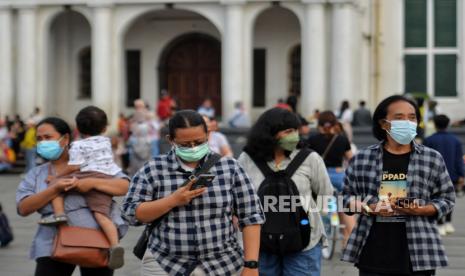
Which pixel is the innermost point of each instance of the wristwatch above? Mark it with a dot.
(367, 209)
(251, 264)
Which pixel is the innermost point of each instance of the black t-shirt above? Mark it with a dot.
(386, 249)
(335, 156)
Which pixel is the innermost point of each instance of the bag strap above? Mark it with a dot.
(209, 163)
(328, 147)
(297, 161)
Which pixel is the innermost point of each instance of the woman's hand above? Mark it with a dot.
(416, 209)
(84, 186)
(249, 272)
(184, 195)
(64, 184)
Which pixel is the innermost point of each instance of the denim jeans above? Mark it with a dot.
(306, 263)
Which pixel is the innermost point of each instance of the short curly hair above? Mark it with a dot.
(91, 120)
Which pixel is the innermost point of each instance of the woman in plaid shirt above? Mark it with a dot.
(197, 236)
(391, 238)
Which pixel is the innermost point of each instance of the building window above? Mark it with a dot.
(431, 52)
(259, 77)
(85, 73)
(295, 71)
(132, 76)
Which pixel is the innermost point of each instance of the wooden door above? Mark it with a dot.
(192, 71)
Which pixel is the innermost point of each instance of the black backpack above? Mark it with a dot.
(283, 232)
(6, 235)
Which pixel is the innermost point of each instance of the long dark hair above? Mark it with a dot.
(261, 141)
(381, 113)
(185, 119)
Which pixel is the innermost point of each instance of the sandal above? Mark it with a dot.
(53, 220)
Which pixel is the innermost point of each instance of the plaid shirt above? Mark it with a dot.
(200, 233)
(427, 179)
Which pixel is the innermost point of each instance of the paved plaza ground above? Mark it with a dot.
(14, 259)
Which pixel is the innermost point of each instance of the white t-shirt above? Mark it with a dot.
(217, 141)
(93, 154)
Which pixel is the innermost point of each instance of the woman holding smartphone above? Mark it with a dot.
(196, 236)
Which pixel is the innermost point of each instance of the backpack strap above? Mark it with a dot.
(262, 166)
(297, 161)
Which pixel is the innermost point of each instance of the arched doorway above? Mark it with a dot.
(68, 64)
(190, 69)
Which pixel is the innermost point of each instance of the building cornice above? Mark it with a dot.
(315, 1)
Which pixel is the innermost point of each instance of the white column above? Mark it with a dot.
(313, 93)
(342, 52)
(6, 62)
(102, 54)
(232, 57)
(26, 57)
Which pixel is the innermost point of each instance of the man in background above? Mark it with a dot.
(450, 148)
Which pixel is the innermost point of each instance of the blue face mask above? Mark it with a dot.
(192, 154)
(402, 131)
(50, 150)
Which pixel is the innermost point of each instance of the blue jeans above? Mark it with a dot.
(337, 178)
(305, 263)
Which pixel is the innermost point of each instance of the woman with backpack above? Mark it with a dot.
(335, 149)
(291, 239)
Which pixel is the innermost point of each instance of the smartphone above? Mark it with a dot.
(203, 180)
(406, 202)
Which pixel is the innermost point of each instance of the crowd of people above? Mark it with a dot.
(232, 220)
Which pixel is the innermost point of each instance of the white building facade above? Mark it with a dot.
(61, 55)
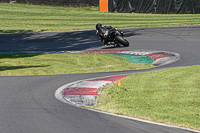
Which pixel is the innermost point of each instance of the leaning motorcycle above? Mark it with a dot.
(111, 36)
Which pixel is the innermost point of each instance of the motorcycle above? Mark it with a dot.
(111, 36)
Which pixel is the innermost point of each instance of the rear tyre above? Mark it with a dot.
(123, 41)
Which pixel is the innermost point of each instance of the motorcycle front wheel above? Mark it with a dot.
(121, 40)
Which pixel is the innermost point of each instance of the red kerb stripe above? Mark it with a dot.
(113, 78)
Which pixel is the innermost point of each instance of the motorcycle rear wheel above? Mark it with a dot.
(123, 41)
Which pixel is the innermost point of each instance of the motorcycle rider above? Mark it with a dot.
(103, 32)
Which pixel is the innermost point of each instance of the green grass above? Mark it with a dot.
(66, 63)
(169, 96)
(29, 18)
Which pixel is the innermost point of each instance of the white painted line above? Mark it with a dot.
(59, 96)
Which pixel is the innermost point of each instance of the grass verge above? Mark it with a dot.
(29, 18)
(65, 63)
(168, 96)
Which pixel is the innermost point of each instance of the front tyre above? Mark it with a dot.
(121, 40)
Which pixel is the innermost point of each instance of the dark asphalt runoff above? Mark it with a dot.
(28, 105)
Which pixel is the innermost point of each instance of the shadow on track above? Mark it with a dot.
(52, 41)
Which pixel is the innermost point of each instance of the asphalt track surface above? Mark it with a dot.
(28, 105)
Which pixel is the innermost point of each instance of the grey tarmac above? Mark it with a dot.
(28, 105)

• _Task to carry out_:
Leave the pictures out and write out every entry exactly as given.

• _Problem solution_:
Which pixel is the innermost point of each instance of the wristwatch above? Mark it with a dot.
(367, 209)
(251, 264)
Which pixel is the innermost point of each instance of the black t-shirt above? Mark it with a dot.
(386, 249)
(335, 156)
Which pixel is the innermost point of each instance of the bag strap above? Mark it with a dot.
(209, 163)
(328, 147)
(297, 161)
Which pixel is the innermost point of each instance of the woman's hand above? Mark it with a dot.
(416, 209)
(84, 186)
(249, 272)
(184, 195)
(64, 184)
Which pixel is the innermost point of each instance of the denim jeans above? Mark it with a dot.
(306, 263)
Which pixel is the innermost point of each instance of the short curly hair above? Mark it with a dot.
(91, 120)
Which pixel is the innermost point of each instance of the woman in plaid shirt above? Mark it with a dot.
(197, 236)
(391, 238)
Which pixel is the innermost point of each instance of the building window above? Mark it with a dot.
(431, 52)
(259, 77)
(85, 73)
(295, 71)
(132, 76)
Which pixel is the innermost point of each instance of the wooden door above? Mark it with a dot.
(192, 71)
Which pixel is the innermost point of each instance of the black backpack above? Mark it with a dot.
(283, 232)
(6, 235)
Which pixel is the innermost point of each instance of the long dark hair above? Mark it with a dot.
(261, 141)
(381, 113)
(185, 119)
Which pixel is the innermost point of each instance of the sandal above? Mark it with a dot.
(53, 220)
Which pixel is the innermost point of each instance of the plaid shirt above? Mark it with a dot.
(200, 233)
(427, 179)
Which pixel is the innermost point of each instance of the paved plaza ground above? Mark it with a dot.
(14, 259)
Which pixel is the innermost point of each instance of the white t-shirt above? Mark it with a dot.
(217, 141)
(93, 154)
Which pixel is the innermost point of each instance of the woman holding smartphone above? Mark it with a dot.
(196, 236)
Which pixel is the innermost point of each instance of the backpack strap above? Mark it with a dot.
(262, 166)
(297, 161)
Which pixel is the innermost point of each instance of the arched doorway above? Mark it with a dot.
(68, 64)
(190, 69)
Which pixel is the innermost point of each instance of the building cornice above? Mark it with a dot.
(315, 1)
Which pixel is the innermost point of each instance of the white column above? Mark it with a dot.
(313, 93)
(342, 52)
(6, 62)
(102, 54)
(232, 57)
(26, 57)
Which pixel is the innermost point of each instance of the man in background above? Mark it with a dot.
(450, 148)
Which pixel is the innermost point of each instance of the blue face mask above? Mark it with a dot.
(192, 154)
(402, 131)
(50, 150)
Which pixel is the innermost point of each instance of the blue jeans above? Mark it with a dot.
(337, 178)
(305, 263)
Which pixel is the innermost point of each instance of the woman with backpack above? Mark it with a dot.
(335, 149)
(291, 239)
Which pixel is the innermost point of each instance of the smartphone above? Mark it with a dot.
(203, 180)
(406, 202)
Which pixel is the innermost point of each instance of the crowd of people above? Mark it with a dot.
(232, 220)
Which pixel is the innermost point of each instance of the white building facade above? Mark it with a dot.
(61, 55)
Which pixel is the innermost point of each instance of the leaning motorcycle above? Mark it with a dot.
(111, 36)
Which pixel is the innermost point of each instance of the motorcycle above? Mark it with a dot.
(111, 36)
Which pixel is the innermost point of each instance of the rear tyre above? Mark it with a dot.
(123, 41)
Which pixel is the innermost point of each instance of the motorcycle front wheel above? Mark it with a dot.
(121, 40)
Which pixel is the innermost point of each instance of the red kerb stripe above? Mark it with a dot.
(113, 78)
Which pixel is the innermost point of each instance of the motorcycle rear wheel above? Mark it with a dot.
(123, 41)
Which pixel is the innermost point of each instance of the motorcycle rider above? Mark it with a dot.
(103, 32)
Which pixel is the innermost point of each instance of the green grass above? Mark it with a dot.
(66, 63)
(169, 96)
(29, 18)
Which pixel is the innermost point of each instance of the white painted line above? Mark it with a dot.
(59, 96)
Which pixel is the innermost point of each instance of the grass verge above? Mark it with a dot.
(29, 18)
(65, 63)
(168, 96)
Which pixel is the innermost point of each instance of the front tyre above? Mark it with a dot.
(121, 40)
Which pixel is the innermost point of each instance of the dark asphalt runoff above? Mark it with a dot.
(28, 105)
Which pixel is the innermost point of each instance of the shadow on track above? Mark it with a dot.
(52, 41)
Which pixel is the innermost point of each instance of the asphalt track surface above? Mark it with a dot.
(28, 105)
Which pixel is the innermost point of each instance of the grey tarmac above? Mark it with a dot.
(28, 105)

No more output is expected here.